Extract to read:
UK registered charity

The Equality Trust (ET) is a UK registered charity that campaigns against economic and social inequality. Founded as a campaigning organisation in 2009 by Bill Kerry, Richard G. Wilkinson and Kate Pickett after the publication of Wilkinson and Pickett's book The Spirit Level: Why More Equal Societies Almost Always Do Better, it became a registered charity in 2015.

The Trust's Co-Executive Directors are Jo Wittams and Priya Sahni-Nicholas.

== Work ==
The Equality Trust argues that there is a strong association between low economic growth and inequality.

The Trust campaigns for governments to take action on inequality, starting in the 2010 and 2015 UK general elections.

The Trust was cited by Caroline Lucas as demonstrating "a clear and demonstrable correlation between drug misuse and inequality" and that drug abuse is more common in more unequal countries such as the UK in her campaign for review of the Misuse of Drugs Act 1971.

Wilkinson and Pickett published a second book, The Inner Level: How More Equal Societies Reduce Stress, Restore Sanity and Improve Everybody's Wellbeing in 2018.

=== Billionaire Britain ===
The Trust's research on the rapid growth of billionaire wealth in the UK found that billionaire wealth had increased by over 1,000% from 1990 to 2022, and argued that wealth accumulation by the richest was harming the UK's society and economic stability. Their call for wealth taxes to tackle widening wealth inequality was echoed by other organisations.

=== Cost of Inequality ===
Research published by the Equality Trust in 2023 argued that inequality's impact on different areas of society were coming with large financial costs compared to more equal countries. They argued inequalities across society cost at least £106.2bn yearly compared to the average OECD country's level of equality, making the UK's top 1% the most expensive in Europe.

=== The Spirit Level at 15 ===
The Equality Trust released an update to the original Spirit Level book, written with Wilkinson and Pickett, that provided updates to the original research in The Spirit Level and expanded on its arguments with new research into inequality's impact on climate, democracy and society. Pickett and Wilkinson argued that the evidence for their argument that inequality caused poorer outcomes across society had grown stronger in the 15 years since the original publication, and said that inequality had gotten worse.

Listed entries:
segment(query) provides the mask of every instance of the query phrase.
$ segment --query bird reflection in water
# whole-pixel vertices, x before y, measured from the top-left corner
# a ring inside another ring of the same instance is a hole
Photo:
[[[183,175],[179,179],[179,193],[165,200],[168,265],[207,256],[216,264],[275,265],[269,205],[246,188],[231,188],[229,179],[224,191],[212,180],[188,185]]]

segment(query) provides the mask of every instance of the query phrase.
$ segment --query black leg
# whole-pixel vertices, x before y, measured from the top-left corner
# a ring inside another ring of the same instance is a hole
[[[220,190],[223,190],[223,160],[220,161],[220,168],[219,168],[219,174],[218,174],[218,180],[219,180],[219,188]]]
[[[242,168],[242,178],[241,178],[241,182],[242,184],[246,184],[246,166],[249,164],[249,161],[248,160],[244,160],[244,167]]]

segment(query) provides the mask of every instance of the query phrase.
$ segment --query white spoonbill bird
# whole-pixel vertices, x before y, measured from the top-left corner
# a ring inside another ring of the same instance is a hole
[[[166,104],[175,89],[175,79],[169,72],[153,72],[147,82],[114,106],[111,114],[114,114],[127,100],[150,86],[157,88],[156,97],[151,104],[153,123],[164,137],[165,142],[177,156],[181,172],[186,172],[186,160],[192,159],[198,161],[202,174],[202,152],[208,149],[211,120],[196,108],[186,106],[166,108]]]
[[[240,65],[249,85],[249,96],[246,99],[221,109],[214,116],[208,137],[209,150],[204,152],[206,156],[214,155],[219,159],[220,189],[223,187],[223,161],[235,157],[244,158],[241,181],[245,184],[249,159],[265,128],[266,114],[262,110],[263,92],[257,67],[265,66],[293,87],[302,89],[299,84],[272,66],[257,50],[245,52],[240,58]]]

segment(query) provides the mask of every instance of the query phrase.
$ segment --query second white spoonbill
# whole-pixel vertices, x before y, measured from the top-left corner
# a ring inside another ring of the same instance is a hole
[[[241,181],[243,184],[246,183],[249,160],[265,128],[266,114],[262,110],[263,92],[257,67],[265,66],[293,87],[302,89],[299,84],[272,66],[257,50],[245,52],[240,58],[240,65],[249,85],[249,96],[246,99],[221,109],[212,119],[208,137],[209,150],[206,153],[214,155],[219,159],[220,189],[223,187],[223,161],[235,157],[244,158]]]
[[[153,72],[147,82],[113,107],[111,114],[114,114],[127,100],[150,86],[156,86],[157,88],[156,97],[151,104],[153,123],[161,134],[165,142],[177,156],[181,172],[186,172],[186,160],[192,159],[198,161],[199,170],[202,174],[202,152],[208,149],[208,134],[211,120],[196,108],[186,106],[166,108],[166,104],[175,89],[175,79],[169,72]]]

Work task: Summarize the text on the Equality Trust in three sentences. The listing is separate material and has no connection to the text on the Equality Trust.

Completed task: The Equality Trust is a UK registered charity that campaigns against economic and social inequality. It was founded as a campaigning organization in 2009 by Bill Kerry, Richard G. Wilkinson and Kate Pickett after the publication of The Spirit Level, and it became a registered charity in 2015. Its work includes urging governments to act on inequality and publishing research on the growth of billionaire wealth and the yearly cost of inequality in the UK, along with an update to The Spirit Level written with Wilkinson and Pickett.